Given passage.
-*-

[PatternMatch] Handle undef vectors consistently

This patch fixes the issue noticed in D54532. 
The problem is that cst_pred_ty-based matchers like m_Zero() currently do not match 
scalar undefs (as expected), but *do* match vector undefs. This may lead to optimization 
inconsistencies in rare cases.

There is only one existing test for which output changes, reverting the change from D53205. 
The reason here is that vector fsub undef, %x is no longer matched as an m_FNeg(). While I 
think that the new output is technically worse than the previous one, it is consistent with 
scalar, and I don't think it's really important either way (generally that undef should have 
been folded away prior to reassociation.)

I've also added another test case for this issue based on InstructionSimplify. It took some 
effort to find that one, as in most cases undef folds are either checked first -- and in the 
cases where they aren't it usually happens to not make a difference in the end. This is the 
only case I was able to come up with. Prior to this patch the test case simplified to undef 
in the scalar case, but zeroinitializer in the vector case.

Patch by: @nikic (Nikita Popov)

-*-

Recorded data.
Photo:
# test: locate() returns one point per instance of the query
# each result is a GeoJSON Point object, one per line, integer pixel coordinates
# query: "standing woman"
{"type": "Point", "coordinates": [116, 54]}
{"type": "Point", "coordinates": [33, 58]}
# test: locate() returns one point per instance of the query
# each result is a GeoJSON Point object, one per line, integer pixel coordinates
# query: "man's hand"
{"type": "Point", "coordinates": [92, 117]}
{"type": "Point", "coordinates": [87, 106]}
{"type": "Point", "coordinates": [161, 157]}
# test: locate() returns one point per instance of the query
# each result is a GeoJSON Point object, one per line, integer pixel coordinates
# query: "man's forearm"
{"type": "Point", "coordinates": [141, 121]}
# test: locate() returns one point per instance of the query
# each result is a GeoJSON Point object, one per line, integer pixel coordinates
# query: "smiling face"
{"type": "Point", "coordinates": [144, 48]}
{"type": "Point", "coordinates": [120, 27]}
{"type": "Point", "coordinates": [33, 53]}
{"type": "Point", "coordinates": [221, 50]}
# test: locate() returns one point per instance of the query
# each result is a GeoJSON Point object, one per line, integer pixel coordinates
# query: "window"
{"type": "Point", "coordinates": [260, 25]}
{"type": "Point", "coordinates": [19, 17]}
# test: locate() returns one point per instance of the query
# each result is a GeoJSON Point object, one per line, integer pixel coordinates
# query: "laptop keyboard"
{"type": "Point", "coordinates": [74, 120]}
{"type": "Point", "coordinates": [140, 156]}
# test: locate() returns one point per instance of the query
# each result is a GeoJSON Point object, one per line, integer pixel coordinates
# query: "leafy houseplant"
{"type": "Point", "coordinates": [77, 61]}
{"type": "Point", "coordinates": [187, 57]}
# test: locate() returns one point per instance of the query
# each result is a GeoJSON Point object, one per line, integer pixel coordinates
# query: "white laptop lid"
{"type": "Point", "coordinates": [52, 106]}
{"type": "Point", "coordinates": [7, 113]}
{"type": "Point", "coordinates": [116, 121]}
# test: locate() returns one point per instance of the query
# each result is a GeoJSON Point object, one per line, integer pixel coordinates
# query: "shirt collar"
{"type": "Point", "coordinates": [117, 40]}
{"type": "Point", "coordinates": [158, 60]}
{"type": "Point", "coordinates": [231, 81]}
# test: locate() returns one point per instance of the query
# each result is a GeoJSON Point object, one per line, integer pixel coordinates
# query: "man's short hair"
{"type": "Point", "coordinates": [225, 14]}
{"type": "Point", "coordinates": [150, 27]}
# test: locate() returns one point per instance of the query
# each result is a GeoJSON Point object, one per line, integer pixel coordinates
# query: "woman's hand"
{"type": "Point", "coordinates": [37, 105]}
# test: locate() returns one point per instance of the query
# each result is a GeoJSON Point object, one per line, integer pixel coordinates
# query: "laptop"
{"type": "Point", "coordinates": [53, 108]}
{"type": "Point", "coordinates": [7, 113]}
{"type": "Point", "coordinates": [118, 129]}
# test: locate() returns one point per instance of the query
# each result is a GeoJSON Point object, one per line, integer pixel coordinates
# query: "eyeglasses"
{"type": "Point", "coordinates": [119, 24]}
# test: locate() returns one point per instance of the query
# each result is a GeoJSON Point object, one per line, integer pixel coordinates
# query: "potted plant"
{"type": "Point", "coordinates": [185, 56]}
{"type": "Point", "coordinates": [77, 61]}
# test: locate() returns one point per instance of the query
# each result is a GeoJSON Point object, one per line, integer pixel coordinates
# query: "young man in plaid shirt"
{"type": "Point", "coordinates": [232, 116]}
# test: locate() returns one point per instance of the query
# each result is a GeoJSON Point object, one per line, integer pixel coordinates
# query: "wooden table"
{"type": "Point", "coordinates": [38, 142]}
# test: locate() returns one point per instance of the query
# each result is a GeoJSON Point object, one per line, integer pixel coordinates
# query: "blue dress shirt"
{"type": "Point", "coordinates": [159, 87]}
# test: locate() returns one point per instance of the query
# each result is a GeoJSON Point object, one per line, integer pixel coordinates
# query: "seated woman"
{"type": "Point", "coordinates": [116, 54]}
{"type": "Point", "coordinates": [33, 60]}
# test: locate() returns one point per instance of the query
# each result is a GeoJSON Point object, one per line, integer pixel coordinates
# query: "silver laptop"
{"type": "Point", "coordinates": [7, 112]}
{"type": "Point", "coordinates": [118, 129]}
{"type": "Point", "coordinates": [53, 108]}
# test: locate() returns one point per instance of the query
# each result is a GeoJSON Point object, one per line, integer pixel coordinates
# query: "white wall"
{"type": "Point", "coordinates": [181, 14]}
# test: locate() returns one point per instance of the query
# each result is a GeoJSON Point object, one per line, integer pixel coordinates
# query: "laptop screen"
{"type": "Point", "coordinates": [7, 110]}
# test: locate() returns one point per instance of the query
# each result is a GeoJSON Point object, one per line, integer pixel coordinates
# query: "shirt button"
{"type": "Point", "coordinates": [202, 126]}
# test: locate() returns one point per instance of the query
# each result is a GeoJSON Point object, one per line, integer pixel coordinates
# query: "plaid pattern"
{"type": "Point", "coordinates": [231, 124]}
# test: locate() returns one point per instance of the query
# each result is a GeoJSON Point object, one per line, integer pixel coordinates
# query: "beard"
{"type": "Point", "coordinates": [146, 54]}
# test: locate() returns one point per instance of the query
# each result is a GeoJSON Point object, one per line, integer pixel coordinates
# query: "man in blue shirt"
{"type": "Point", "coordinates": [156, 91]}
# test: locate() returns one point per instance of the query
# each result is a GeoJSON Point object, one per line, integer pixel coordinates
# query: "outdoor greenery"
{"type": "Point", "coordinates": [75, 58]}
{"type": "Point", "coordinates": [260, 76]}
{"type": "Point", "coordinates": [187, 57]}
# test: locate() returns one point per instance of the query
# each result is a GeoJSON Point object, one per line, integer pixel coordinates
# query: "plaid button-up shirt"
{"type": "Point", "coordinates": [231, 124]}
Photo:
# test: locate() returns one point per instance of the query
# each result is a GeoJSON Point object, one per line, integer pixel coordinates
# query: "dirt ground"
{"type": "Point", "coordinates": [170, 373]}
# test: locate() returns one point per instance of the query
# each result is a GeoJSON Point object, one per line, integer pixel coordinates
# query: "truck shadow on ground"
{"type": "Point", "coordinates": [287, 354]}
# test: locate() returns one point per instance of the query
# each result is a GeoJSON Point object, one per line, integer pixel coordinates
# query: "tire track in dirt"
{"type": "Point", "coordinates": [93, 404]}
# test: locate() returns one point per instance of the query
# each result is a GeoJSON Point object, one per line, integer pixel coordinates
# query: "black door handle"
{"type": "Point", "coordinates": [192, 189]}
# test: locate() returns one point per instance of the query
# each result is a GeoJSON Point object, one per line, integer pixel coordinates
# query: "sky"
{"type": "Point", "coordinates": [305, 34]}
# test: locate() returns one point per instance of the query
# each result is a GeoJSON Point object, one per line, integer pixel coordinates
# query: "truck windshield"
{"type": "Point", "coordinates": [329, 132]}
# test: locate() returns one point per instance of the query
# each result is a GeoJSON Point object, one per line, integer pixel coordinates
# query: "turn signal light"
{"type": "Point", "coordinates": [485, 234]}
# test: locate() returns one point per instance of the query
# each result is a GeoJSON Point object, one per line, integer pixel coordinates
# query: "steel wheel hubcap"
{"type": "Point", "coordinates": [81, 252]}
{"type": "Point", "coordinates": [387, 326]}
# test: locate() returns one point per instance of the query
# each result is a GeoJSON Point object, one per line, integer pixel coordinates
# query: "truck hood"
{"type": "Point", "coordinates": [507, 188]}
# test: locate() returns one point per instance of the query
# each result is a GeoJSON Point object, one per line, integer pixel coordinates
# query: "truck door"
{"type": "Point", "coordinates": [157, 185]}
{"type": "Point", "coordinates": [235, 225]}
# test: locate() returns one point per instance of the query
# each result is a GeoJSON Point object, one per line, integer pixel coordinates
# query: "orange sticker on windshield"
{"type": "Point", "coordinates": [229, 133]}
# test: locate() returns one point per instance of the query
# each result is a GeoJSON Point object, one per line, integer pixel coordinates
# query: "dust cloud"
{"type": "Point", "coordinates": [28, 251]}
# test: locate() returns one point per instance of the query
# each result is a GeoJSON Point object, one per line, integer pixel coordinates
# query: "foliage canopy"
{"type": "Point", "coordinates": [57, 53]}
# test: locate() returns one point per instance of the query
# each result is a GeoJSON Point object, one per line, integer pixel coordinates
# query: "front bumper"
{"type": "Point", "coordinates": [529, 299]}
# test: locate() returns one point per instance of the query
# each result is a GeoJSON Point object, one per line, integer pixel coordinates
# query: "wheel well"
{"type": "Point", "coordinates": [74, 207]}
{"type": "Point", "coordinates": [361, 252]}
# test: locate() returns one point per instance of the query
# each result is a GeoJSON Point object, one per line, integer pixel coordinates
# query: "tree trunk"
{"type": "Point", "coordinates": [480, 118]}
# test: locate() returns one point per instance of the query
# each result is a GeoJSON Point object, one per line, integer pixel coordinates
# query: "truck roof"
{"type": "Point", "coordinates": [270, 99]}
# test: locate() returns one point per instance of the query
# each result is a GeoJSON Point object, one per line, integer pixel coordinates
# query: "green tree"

-*-

Direction A.
Why does the output of the one existing test change under this patch, according to the patch description?
Direction B.
Reproduce the patch description's wording exactly, starting with "The reason here" and going on through "prior to reassociation.)".

Task result A.
The output changes because vector `fsub undef, %x` is no longer matched as an `m_FNeg()`. This reverts the change from D53205.

Task result B.
The reason here is that vector fsub undef, %x is no longer matched as an m_FNeg(). While I 
think that the new output is technically worse than the previous one, it is consistent with 
scalar, and I don't think it's really important either way (generally that undef should have 
been folded away prior to reassociation.)